--- Extrait du document ---

Les organisations juives – en colère contre le fait que personne n'ait jamais été condamné pour l'attentat – et la famille de Nisman participeront à un événement séparé sur la tombe du procureur.

La décision de ne pas participer à la manifestation antigouvernementale a été annoncée après que le gouvernement a déclaré que Fernandez se rendrait en Israël et participerait à un forum international pour commémorer le 75e anniversaire de la libération d'Auschwitz.

La communauté juive argentine de 300 000 membres est la plus importante d'Amérique latine.

– Attaque la plus meurtrière –

L'attentat à la bombe perpétré en juillet 1994 contre l'Association mutuelle juive d'Argentine (AMIA), un centre communautaire, demeure la frappe terroriste la plus meurtrière de l'histoire du pays: elle a fait 85 morts et 300 blessés.

Après une enquête bâclée entachée d'allégations de corruption, Nisman a été nommé pour mener une nouvelle enquête.

En 2006, il a accusé l'Iran d'avoir ordonné l'attaque via le groupe militant libanais Hezbollah.

Mais ses efforts pour poursuivre cinq responsables iraniens, dont l'ancien président Akbar Hashemi Rafsandjani, ont été interrompus lorsque l'administration de Kirchner a signé un accord avec l'Iran pour mettre en place une commission mixte basée à Téhéran pour enquêter sur les attaques.

Nisman a accusé Kirchner d'avoir scellé l'accord en échange de pétrole et d'avantages commerciaux, fondant ses accusations sur des centaines d'heures d'écoute électronique.

Kirchner a rejeté les allégations dans le cadre d'un complot par des agents de renseignement mécontents pour la discréditer.

Quelques jours plus tard, le 19 janvier 2015 – et juste avant de présenter ses conclusions au Congrès – le corps du procureur a été retrouvé dans la salle de bain de son appartement à Buenos Aires avec une blessure par balle à la tête, livré à bout portant d'un arme de poing trouvée à ses côtés.

Une première autopsie a conclu que Nisman était seul.

--- Données fournies ---

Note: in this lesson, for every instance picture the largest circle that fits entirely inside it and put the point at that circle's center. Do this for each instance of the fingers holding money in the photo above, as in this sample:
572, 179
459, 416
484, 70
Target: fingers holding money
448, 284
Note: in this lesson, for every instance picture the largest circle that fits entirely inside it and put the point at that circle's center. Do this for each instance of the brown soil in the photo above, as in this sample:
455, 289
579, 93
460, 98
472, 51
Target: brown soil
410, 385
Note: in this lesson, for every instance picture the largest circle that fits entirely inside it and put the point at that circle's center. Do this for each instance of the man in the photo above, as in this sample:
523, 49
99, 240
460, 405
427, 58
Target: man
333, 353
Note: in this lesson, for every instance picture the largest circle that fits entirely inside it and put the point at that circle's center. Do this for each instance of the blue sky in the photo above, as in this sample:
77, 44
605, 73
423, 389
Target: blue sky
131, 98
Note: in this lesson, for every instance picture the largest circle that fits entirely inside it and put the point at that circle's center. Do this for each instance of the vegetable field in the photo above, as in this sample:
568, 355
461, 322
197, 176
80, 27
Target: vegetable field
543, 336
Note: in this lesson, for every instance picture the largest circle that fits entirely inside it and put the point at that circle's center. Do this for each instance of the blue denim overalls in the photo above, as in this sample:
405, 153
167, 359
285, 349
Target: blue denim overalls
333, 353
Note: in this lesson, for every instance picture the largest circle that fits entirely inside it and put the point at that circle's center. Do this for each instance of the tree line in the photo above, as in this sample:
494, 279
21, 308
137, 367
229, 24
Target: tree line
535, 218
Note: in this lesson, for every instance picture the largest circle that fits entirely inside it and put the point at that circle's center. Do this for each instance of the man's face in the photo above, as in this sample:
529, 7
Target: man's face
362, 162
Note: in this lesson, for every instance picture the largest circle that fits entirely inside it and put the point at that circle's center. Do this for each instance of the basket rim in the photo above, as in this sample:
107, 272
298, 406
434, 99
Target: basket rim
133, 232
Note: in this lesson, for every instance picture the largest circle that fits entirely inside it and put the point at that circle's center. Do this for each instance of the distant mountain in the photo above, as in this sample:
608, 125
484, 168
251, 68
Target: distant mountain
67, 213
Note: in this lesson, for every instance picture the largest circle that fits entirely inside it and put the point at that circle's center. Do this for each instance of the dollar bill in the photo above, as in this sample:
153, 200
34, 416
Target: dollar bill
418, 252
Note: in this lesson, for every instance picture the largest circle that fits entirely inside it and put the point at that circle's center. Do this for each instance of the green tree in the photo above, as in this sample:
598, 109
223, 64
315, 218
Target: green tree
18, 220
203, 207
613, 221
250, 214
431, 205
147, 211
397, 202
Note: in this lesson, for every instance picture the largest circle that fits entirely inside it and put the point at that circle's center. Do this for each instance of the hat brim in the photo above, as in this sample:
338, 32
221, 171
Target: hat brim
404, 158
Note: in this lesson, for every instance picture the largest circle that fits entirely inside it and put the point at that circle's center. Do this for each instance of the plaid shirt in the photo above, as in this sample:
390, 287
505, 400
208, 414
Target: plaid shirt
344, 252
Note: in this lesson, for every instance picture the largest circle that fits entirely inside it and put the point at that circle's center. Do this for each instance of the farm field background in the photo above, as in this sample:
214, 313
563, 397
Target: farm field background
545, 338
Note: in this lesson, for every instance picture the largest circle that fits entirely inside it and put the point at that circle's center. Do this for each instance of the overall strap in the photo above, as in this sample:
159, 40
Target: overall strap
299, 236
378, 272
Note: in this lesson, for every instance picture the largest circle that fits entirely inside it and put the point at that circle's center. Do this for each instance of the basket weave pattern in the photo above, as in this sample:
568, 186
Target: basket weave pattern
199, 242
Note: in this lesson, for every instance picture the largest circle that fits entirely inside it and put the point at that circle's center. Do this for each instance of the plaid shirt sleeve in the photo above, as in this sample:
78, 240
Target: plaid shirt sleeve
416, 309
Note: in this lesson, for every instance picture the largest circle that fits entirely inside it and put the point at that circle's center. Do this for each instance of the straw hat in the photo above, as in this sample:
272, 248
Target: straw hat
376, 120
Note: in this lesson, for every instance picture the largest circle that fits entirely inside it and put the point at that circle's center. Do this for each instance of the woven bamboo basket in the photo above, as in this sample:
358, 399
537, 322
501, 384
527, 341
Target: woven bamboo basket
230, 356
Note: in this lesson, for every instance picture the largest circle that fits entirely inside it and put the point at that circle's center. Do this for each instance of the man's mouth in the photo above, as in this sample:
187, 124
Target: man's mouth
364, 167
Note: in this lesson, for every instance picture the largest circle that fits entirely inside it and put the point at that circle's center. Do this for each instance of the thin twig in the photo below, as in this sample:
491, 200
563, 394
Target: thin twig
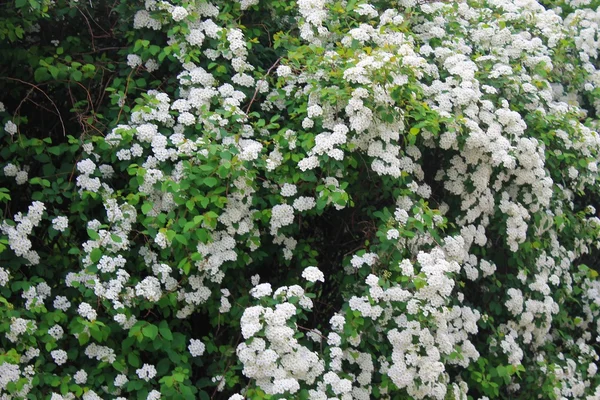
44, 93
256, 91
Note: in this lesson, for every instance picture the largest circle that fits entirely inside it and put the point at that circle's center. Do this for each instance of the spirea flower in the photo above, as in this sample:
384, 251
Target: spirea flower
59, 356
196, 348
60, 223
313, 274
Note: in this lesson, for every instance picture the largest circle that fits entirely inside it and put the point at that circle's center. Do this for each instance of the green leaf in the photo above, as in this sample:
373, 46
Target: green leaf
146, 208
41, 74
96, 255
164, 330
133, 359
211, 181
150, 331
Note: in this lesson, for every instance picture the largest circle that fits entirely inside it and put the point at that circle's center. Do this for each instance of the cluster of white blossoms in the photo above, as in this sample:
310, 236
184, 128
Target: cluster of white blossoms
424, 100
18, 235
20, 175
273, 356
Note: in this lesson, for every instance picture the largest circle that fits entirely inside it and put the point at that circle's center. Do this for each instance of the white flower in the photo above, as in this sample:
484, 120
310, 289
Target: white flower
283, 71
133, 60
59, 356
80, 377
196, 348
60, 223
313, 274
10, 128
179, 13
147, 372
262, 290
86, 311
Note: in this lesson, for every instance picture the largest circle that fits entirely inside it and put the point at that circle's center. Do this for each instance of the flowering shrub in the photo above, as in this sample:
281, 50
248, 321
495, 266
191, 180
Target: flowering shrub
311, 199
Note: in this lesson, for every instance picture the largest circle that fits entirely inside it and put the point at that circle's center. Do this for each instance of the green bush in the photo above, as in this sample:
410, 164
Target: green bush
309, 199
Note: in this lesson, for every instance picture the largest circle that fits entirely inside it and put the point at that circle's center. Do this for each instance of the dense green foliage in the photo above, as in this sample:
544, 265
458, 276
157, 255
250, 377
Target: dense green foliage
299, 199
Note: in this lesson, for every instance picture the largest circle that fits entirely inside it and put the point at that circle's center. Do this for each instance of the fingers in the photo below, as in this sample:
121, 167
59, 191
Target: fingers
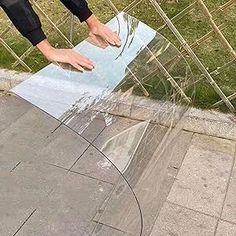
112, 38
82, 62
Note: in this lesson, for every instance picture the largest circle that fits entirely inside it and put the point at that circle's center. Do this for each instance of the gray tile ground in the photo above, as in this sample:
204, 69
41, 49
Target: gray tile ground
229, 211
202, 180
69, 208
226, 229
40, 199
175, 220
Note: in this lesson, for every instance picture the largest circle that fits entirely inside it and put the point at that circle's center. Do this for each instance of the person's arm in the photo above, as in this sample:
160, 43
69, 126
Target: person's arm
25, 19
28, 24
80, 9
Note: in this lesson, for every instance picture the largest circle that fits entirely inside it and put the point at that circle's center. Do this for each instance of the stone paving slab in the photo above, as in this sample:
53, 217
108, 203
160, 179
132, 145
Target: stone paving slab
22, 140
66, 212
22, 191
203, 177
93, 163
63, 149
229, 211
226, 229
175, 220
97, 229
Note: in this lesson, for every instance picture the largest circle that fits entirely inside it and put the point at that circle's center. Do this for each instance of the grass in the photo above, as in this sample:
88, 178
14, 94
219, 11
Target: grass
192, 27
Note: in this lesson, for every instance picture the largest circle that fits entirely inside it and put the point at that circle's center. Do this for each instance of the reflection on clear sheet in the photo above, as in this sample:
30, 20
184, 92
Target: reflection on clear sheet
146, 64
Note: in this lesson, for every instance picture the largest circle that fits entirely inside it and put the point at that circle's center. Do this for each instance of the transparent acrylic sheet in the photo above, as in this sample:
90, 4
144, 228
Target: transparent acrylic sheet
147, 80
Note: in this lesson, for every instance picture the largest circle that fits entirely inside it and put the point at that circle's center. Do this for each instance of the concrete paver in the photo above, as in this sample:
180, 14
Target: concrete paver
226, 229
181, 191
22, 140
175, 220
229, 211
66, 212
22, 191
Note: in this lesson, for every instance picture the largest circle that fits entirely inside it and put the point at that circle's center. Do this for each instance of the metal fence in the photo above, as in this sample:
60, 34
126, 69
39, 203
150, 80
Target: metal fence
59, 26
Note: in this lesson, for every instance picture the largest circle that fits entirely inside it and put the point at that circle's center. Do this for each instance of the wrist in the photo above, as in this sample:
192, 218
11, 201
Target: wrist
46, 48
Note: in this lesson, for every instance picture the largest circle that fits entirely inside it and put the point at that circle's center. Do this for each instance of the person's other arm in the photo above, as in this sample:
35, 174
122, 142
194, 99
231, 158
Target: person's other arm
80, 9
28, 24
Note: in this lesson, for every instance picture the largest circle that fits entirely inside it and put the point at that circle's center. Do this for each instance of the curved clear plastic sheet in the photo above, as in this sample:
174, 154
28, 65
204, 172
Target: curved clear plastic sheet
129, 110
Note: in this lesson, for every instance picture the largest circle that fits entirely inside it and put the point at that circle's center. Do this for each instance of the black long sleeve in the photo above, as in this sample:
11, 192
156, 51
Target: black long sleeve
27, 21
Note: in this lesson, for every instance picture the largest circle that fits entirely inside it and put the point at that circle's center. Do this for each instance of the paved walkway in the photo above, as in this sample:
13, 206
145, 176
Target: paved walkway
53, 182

---

__À faire__
A – Recopiez le passage de l'extrait sur l'affaire Nisman qui va de « Après une enquête » jusqu'à « pour la discréditer. » inclus.
B – D'après l'extrait sur l'affaire Nisman, combien de morts l'attentat de juillet 1994 contre l'AMIA a-t-il fait ?
C – Relevez toutes les personnes désignées par leur nom dans l'extrait sur l'affaire Nisman.
Le matériel fourni n'a aucun rapport avec l'extrait sur l'affaire Nisman.

__Corrigé de l'exercice__
A –
Après une enquête bâclée entachée d'allégations de corruption, Nisman a été nommé pour mener une nouvelle enquête.

En 2006, il a accusé l'Iran d'avoir ordonné l'attaque via le groupe militant libanais Hezbollah.

Mais ses efforts pour poursuivre cinq responsables iraniens, dont l'ancien président Akbar Hashemi Rafsandjani, ont été interrompus lorsque l'administration de Kirchner a signé un accord avec l'Iran pour mettre en place une commission mixte basée à Téhéran pour enquêter sur les attaques.

Nisman a accusé Kirchner d'avoir scellé l'accord en échange de pétrole et d'avantages commerciaux, fondant ses accusations sur des centaines d'heures d'écoute électronique.

Kirchner a rejeté les allégations dans le cadre d'un complot par des agents de renseignement mécontents pour la discréditer.

B – 85 morts.

C – Nisman, Fernandez, Kirchner, Akbar Hashemi Rafsandjani.